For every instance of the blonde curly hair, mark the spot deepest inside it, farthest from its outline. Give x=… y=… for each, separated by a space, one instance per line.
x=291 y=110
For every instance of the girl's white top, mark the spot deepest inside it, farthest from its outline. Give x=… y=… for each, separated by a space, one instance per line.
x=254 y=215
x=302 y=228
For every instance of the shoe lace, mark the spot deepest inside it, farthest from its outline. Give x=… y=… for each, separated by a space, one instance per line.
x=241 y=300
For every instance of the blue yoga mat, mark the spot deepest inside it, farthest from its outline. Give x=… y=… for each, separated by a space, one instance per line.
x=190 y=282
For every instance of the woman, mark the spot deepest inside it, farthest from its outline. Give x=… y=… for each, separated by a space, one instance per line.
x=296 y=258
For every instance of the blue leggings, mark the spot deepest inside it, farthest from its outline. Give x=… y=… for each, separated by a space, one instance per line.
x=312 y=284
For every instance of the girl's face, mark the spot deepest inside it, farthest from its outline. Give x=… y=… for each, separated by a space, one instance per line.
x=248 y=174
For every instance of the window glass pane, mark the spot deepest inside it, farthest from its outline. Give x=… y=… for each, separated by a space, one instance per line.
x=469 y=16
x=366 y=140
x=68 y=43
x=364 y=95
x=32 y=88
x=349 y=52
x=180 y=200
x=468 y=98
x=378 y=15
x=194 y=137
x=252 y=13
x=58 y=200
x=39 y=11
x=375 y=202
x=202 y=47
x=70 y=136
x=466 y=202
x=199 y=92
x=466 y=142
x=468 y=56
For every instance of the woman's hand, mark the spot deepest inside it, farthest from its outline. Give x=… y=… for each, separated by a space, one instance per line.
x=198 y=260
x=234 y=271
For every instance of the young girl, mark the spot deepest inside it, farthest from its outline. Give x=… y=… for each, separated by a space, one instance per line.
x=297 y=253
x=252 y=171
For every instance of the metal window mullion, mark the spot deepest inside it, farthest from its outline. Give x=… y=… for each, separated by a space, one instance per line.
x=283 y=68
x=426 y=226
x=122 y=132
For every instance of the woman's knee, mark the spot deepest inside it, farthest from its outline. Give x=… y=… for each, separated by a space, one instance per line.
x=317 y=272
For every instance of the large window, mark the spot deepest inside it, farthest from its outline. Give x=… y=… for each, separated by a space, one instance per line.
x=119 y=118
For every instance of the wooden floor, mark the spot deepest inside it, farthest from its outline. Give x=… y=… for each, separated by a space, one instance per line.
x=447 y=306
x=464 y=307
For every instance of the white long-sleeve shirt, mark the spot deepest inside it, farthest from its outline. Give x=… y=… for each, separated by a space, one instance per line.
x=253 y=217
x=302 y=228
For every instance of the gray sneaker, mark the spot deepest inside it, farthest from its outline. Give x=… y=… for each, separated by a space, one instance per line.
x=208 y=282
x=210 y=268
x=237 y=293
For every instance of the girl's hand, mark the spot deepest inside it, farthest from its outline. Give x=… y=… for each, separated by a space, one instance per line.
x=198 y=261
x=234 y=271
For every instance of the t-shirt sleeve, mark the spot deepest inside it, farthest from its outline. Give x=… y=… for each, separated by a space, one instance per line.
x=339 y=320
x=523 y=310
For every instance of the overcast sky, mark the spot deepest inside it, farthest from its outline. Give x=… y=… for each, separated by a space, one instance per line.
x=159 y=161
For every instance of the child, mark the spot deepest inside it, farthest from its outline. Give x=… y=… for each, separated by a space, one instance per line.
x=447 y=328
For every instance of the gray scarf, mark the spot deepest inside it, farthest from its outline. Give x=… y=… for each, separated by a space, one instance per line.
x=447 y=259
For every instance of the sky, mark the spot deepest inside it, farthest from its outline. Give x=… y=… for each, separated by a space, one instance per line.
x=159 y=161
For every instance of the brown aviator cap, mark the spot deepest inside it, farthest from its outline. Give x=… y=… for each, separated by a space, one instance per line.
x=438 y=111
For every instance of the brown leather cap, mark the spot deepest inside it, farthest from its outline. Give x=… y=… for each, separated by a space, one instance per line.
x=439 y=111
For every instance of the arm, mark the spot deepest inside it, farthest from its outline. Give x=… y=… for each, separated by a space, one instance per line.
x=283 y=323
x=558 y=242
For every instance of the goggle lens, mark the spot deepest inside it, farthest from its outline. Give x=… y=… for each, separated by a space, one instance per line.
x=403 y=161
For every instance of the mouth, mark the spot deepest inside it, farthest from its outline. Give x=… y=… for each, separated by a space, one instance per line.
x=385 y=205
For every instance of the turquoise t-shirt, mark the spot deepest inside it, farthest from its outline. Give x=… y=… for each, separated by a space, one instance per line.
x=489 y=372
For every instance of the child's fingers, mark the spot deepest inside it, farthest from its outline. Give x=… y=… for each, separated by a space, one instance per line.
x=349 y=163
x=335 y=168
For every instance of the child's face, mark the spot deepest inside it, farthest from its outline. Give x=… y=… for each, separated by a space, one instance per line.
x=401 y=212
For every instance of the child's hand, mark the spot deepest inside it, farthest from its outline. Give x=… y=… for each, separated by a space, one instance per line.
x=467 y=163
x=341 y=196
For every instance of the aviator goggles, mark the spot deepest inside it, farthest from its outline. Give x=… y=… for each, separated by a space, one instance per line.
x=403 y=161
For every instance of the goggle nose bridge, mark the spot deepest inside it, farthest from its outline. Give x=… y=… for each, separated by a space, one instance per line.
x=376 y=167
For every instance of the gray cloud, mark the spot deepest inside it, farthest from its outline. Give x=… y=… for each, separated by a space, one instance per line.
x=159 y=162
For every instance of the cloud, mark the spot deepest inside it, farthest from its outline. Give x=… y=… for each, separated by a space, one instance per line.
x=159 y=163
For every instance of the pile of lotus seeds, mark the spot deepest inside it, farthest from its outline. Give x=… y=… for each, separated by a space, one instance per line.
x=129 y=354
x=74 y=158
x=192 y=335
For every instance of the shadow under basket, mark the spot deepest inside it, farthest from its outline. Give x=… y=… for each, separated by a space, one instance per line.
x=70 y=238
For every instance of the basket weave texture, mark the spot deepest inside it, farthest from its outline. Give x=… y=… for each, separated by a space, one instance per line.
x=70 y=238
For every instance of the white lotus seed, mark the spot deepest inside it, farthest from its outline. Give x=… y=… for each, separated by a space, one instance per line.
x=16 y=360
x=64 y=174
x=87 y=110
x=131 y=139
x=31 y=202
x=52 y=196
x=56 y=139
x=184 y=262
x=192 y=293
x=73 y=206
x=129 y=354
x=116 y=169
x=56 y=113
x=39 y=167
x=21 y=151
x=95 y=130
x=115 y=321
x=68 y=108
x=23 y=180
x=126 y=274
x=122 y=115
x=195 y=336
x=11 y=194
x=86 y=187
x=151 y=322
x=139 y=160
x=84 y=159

——

◆ **PROBLEM DETAILS**:
Render all of the material above as a JSON list of strings, one string per line, omitting blank lines.

◆ **ANSWER FOR THE TASK**:
[
  "For every instance of the blonde curly hair, mark the spot deepest inside it, farthest from its outline. Give x=… y=… for each, separated by a space, one instance per line.",
  "x=291 y=110",
  "For every instance of the girl's white top, mark the spot deepest inside it, farthest from its outline. Give x=… y=… for each, separated by a space, one instance per line.",
  "x=254 y=215",
  "x=302 y=228",
  "For every instance of the shoe lace, mark the spot deepest inside it, farthest from its outline. Give x=… y=… for each, separated by a space, one instance per line.",
  "x=241 y=300",
  "For every instance of the blue yoga mat, mark the spot deepest inside it, farthest from its outline. Give x=… y=… for each, separated by a space, one instance per line.",
  "x=190 y=282",
  "For every instance of the woman, mark the spot deepest inside it, farthest from its outline. Give x=… y=… for each, separated by a space, one instance per line.",
  "x=296 y=258",
  "For every instance of the blue leggings, mark the spot deepest inside it, farthest from its outline. Give x=… y=… for each, separated by a space, one instance per line.",
  "x=312 y=284",
  "For every instance of the girl's face, mark the spot deepest inside it, farthest from its outline. Give x=… y=… for each, separated by a space, one instance per line.",
  "x=248 y=174",
  "For every instance of the window glass pane, mark the spot deepest inside it, farthest from its outline. Give x=… y=… for each, separated by a space, one instance per line.",
  "x=469 y=16",
  "x=366 y=140",
  "x=68 y=43",
  "x=364 y=95",
  "x=32 y=88",
  "x=349 y=52",
  "x=180 y=200",
  "x=468 y=98",
  "x=378 y=15",
  "x=194 y=137",
  "x=252 y=13",
  "x=58 y=200",
  "x=39 y=11",
  "x=375 y=202",
  "x=202 y=47",
  "x=70 y=136",
  "x=466 y=202",
  "x=199 y=92",
  "x=466 y=142",
  "x=468 y=56",
  "For every instance of the woman's hand, mark the spot deepest inside it, farthest from its outline. Give x=… y=… for each, separated by a space, one instance per line.",
  "x=198 y=260",
  "x=234 y=271",
  "For every instance of the young girl, mark the spot deepest inside it, farthest from its outline. Give x=… y=… for each, separated by a space, one instance per line.",
  "x=297 y=253",
  "x=252 y=171",
  "For every instance of the metal window mullion, mark the spot deepest inside it, farthest from its outline. Give x=… y=… for each, separated by a space, one instance per line.",
  "x=283 y=68",
  "x=426 y=226",
  "x=122 y=132",
  "For every instance of the woman's knee, mark the spot deepest inside it, farthest from its outline. Give x=… y=… for each, separated by a space, one instance per line.",
  "x=317 y=272",
  "For every instance of the large window, mark the spot deepest inside it, farthest from its outline. Give x=… y=… for each, separated by a space, one instance per line.",
  "x=119 y=118",
  "For every instance of the wooden floor, mark the spot deepest inside it, farthest from its outline. Give x=… y=… for each, separated by a space, one instance per line.",
  "x=447 y=306",
  "x=464 y=307",
  "For every instance of the white long-sleeve shirt, mark the spot deepest inside it, farthest from its outline. Give x=… y=… for each, separated by a space, one instance per line.",
  "x=253 y=217",
  "x=302 y=228",
  "For every instance of the gray sneaker, mark the spot deepest inside it, farthest from its outline. Give x=… y=… for each, separated by a space, one instance per line.",
  "x=208 y=282",
  "x=210 y=268",
  "x=237 y=293",
  "For every instance of the girl's hand, mark the spot deepest inside it, farthest from its outline. Give x=… y=… for each, separated by a space, one instance per line.",
  "x=198 y=261",
  "x=234 y=271",
  "For every instance of the t-shirt sleeve, mark the spot deepest inside it, farthest from its outline. Give x=… y=… for each, separated by a space, one instance per line.",
  "x=339 y=320",
  "x=523 y=310",
  "For every instance of the overcast sky, mark the spot deepest inside it, farthest from its outline. Give x=… y=… for each, separated by a space, one instance per line.",
  "x=159 y=161",
  "For every instance of the child, mark the spot deepest inside it, farthest from its outline. Give x=… y=… for each, separated by a space, one instance per line.",
  "x=447 y=328",
  "For every instance of the gray scarf, mark the spot deepest inside it, farthest from its outline. Give x=… y=… for each, separated by a space, one instance per line.",
  "x=447 y=259",
  "For every instance of the sky, mark the spot deepest inside it, farthest from its outline. Give x=… y=… for each, separated by a space, one instance per line.",
  "x=159 y=161",
  "For every instance of the brown aviator cap, mark the spot deepest inside it, farthest from its outline. Give x=… y=… for each, separated by a space, one instance per line.",
  "x=438 y=111",
  "For every instance of the brown leather cap, mark the spot deepest inside it, farthest from its outline. Give x=… y=… for each, separated by a space, one instance per line.",
  "x=439 y=111",
  "For every instance of the arm, mark the spot deepest inside it, farthest from its outline. Give x=… y=… for each, separated by a space, one instance per line.",
  "x=283 y=323",
  "x=558 y=242",
  "For every instance of the goggle lens, mark the spot deepest inside it, farthest from its outline. Give x=… y=… for each, separated by a space, one instance per line.",
  "x=403 y=161",
  "For every instance of the mouth, mark the spot deepest inside it, farthest from its outline. Give x=… y=… for each, separated by a space, one instance per line.",
  "x=385 y=205",
  "For every instance of the turquoise t-shirt, mark the spot deepest inside it, farthest from its outline. Give x=… y=… for each, separated by a space, one instance per line.",
  "x=489 y=372",
  "For every instance of the child's fingers, mark the spot deepest inside it, farthest from its outline. Give x=… y=… for each, separated by a space, one instance per line.",
  "x=349 y=163",
  "x=335 y=168",
  "For every instance of the child's face, mark the spot deepest inside it, farthest from its outline. Give x=… y=… for each, separated by a space, one instance per line.",
  "x=401 y=212",
  "For every instance of the child's hand, mark the spot deepest inside it, farthest from its outline. Give x=… y=… for each, separated by a space, one instance per line.",
  "x=467 y=163",
  "x=341 y=196",
  "For every instance of the aviator goggles, mark the spot deepest inside it, farthest from its outline. Give x=… y=… for each, separated by a space, one instance per line.",
  "x=403 y=161",
  "For every instance of the goggle nose bridge, mark the spot deepest inside it, farthest from its outline. Give x=… y=… for each, separated by a space, one instance per line.",
  "x=376 y=167",
  "For every instance of the gray cloud, mark the spot deepest inside it, farthest from its outline. Give x=… y=… for each, separated by a space, one instance per line.",
  "x=159 y=162",
  "For every instance of the cloud, mark the spot deepest inside it, farthest from its outline. Give x=… y=… for each, separated by a space, one instance per line.",
  "x=159 y=163",
  "For every instance of the pile of lotus seeds, mark the spot deepest inside it, farthest from its outline. Give x=… y=… for each, separated by a space, one instance per line.",
  "x=129 y=354",
  "x=74 y=158",
  "x=192 y=335",
  "For every instance of the shadow under basket, mark the spot deepest inside it, farthest from its outline. Give x=… y=… for each, separated by a space, one instance per line.",
  "x=70 y=238",
  "For every instance of the basket weave texture, mark the spot deepest inside it, farthest from its outline. Give x=… y=… for each, separated by a space, one instance per line.",
  "x=70 y=238",
  "For every instance of the white lotus seed, mark the spot deepest inside it, farthest from its outline. Give x=… y=… for each, separated by a space, one instance per line.",
  "x=16 y=360",
  "x=64 y=174",
  "x=87 y=110",
  "x=131 y=139",
  "x=31 y=202",
  "x=52 y=196",
  "x=56 y=139",
  "x=184 y=262",
  "x=192 y=293",
  "x=73 y=206",
  "x=129 y=354",
  "x=116 y=169",
  "x=56 y=113",
  "x=39 y=167",
  "x=21 y=151",
  "x=95 y=130",
  "x=115 y=321",
  "x=68 y=108",
  "x=23 y=180",
  "x=126 y=274",
  "x=122 y=115",
  "x=195 y=336",
  "x=11 y=194",
  "x=86 y=187",
  "x=151 y=322",
  "x=139 y=160",
  "x=84 y=159"
]